• **The request**: Rewrite the material that opens with the line containing "Give the outline of every instance of the utility" and closes with the line containing "[[[214,103],[216,102],[216,93],[215,93],[215,82],[214,86]]]", swapping "ring" for "loop" and leaving everything else unchanged. Omit the pictures from your answer.
Begin Task inputs
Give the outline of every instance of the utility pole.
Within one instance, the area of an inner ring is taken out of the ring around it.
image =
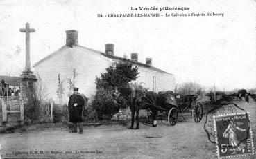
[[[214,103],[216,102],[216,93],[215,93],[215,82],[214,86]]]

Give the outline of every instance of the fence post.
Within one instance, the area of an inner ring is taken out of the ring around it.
End Task inputs
Begin Task inputs
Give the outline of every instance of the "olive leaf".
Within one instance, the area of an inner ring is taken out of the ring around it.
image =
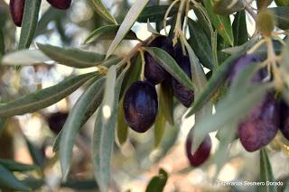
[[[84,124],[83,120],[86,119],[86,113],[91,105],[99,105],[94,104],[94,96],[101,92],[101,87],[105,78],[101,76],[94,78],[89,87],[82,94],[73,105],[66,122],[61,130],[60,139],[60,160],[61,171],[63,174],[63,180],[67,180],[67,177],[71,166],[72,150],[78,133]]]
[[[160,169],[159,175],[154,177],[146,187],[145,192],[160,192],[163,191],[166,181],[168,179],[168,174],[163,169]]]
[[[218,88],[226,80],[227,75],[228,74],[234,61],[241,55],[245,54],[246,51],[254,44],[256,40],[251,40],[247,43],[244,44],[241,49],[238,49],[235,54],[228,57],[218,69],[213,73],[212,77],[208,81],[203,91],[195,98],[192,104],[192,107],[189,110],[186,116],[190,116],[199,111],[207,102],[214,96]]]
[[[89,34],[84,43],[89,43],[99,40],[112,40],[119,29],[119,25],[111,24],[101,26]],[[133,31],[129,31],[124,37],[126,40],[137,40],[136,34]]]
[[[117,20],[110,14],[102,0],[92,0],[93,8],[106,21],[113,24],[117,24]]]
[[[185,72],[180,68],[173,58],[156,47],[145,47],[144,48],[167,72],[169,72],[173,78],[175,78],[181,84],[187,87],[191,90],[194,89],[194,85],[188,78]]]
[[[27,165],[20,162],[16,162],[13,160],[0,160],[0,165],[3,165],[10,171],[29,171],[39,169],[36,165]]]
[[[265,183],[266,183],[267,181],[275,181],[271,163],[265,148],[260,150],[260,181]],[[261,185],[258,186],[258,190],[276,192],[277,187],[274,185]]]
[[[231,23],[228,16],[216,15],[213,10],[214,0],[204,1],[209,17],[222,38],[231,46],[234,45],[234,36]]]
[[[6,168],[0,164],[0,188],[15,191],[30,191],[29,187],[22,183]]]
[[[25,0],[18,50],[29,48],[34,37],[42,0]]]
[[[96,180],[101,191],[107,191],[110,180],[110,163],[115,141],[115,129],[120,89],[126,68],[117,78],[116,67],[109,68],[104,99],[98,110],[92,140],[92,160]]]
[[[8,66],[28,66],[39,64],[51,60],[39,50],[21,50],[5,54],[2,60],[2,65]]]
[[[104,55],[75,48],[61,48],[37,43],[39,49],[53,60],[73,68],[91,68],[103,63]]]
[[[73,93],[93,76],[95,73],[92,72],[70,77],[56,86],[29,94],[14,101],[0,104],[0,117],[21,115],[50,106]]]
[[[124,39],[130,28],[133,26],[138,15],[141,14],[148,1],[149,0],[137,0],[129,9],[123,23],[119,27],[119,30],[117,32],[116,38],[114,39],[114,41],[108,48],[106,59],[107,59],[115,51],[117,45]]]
End Task inputs
• **Response to the exercise**:
Give the outline of every instance of the utility pole.
Within one instance, the area of an inner loop is taken out of the loop around it.
image =
[[[214,103],[216,102],[216,93],[215,93],[215,82],[214,86]]]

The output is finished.